**Selected text:**
※
There is a reason that my website and my blog are called lose the excuses. The concept is a simple one: stop coming up with excuses why you can’t, haven’t or won’t do something and do it. No one is perfect. We all come from dysfunction, we all have shortcomings, we all have failures and we all have hindrances, but so what? Successful people, happy people aren’t perfect people; they have as much going against them as the rest of us. They made a decision to lose the excuses and do it anyway.

Poverty is not an excuse. Race is not an excuse. Sexual orientation and gender aren’t excuses. Coming from a poor school district or a single parent family is not an excuse. I can point to any number of successful people who have started the race with those same handicaps and still managed to win.

With the compassion of a loving parent, we have to hold one another to a higher standard. We have to expect more. Over the weekend, I worked with a group of young people (ages 13-15). My focus was to talk to them about consequences. I gave them a number of situations and asked what they would do – if they saw someone drop a wallet, if a friend wanted them to shoplift or if a younger sibling was blamed for something they did. To make a very long story very short, the majority of them consistently chose the path with the negative consequence – taking the wallet, shoplifting and even letting the little brother or sister take the blame.
※
**Record extracts:**
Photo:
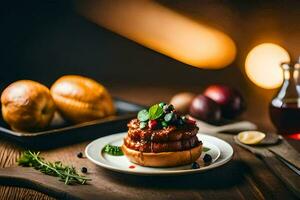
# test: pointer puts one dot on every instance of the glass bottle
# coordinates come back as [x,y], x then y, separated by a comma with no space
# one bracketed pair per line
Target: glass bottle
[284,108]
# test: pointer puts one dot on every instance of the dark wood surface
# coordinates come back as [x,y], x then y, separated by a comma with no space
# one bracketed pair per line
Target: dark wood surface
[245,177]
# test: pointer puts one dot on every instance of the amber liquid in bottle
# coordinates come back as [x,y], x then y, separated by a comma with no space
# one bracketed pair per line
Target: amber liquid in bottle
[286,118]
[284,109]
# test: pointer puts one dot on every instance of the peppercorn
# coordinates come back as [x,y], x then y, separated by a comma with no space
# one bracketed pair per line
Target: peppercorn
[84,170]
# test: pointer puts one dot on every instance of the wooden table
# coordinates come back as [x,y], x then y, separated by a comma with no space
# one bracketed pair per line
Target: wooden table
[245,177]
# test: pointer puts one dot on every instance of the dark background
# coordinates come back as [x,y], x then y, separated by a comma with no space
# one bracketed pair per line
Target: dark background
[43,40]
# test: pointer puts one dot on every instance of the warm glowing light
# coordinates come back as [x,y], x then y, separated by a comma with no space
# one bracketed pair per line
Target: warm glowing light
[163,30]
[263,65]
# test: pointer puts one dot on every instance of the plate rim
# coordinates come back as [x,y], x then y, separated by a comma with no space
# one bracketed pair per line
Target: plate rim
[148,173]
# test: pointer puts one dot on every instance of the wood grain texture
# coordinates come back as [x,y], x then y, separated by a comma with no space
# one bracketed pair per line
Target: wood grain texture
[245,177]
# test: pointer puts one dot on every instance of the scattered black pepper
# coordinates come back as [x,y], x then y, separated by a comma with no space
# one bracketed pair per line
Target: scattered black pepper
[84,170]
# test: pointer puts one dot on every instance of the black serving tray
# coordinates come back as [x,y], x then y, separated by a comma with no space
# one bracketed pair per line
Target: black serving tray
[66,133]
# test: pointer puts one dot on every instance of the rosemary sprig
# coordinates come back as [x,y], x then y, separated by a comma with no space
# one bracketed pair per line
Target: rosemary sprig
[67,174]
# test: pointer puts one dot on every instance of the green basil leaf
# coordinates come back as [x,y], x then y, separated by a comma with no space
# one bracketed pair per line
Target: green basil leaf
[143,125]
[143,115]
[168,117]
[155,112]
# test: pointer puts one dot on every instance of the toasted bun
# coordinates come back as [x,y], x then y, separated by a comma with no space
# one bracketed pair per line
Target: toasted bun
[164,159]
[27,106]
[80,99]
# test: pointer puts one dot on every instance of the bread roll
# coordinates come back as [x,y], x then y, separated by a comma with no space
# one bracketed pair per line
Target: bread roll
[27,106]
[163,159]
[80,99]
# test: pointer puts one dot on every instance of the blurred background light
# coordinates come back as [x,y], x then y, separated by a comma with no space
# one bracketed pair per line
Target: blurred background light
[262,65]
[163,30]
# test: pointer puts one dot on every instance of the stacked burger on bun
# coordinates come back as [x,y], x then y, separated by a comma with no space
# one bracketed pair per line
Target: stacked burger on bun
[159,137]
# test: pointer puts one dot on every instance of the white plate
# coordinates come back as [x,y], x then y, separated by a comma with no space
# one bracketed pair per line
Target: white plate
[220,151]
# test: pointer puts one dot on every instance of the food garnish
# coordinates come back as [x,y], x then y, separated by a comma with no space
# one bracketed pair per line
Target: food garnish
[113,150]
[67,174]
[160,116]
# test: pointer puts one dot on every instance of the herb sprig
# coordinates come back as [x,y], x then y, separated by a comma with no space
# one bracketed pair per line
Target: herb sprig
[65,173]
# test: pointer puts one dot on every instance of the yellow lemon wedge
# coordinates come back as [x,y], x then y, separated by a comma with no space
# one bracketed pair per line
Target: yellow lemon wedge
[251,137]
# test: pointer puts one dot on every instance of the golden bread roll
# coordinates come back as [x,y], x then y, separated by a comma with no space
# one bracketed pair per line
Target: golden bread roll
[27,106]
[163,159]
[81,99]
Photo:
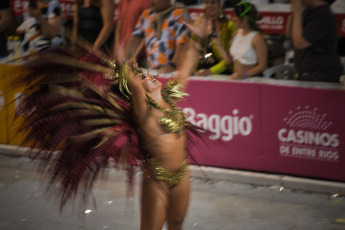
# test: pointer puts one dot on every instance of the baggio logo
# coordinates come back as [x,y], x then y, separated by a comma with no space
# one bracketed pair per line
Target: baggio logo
※
**Problem statement:** List every shortcoming that the text on losing the excuses says we all come from or have.

**Task solution:**
- Dysfunction
- Shortcomings
- Failures
- Hindrances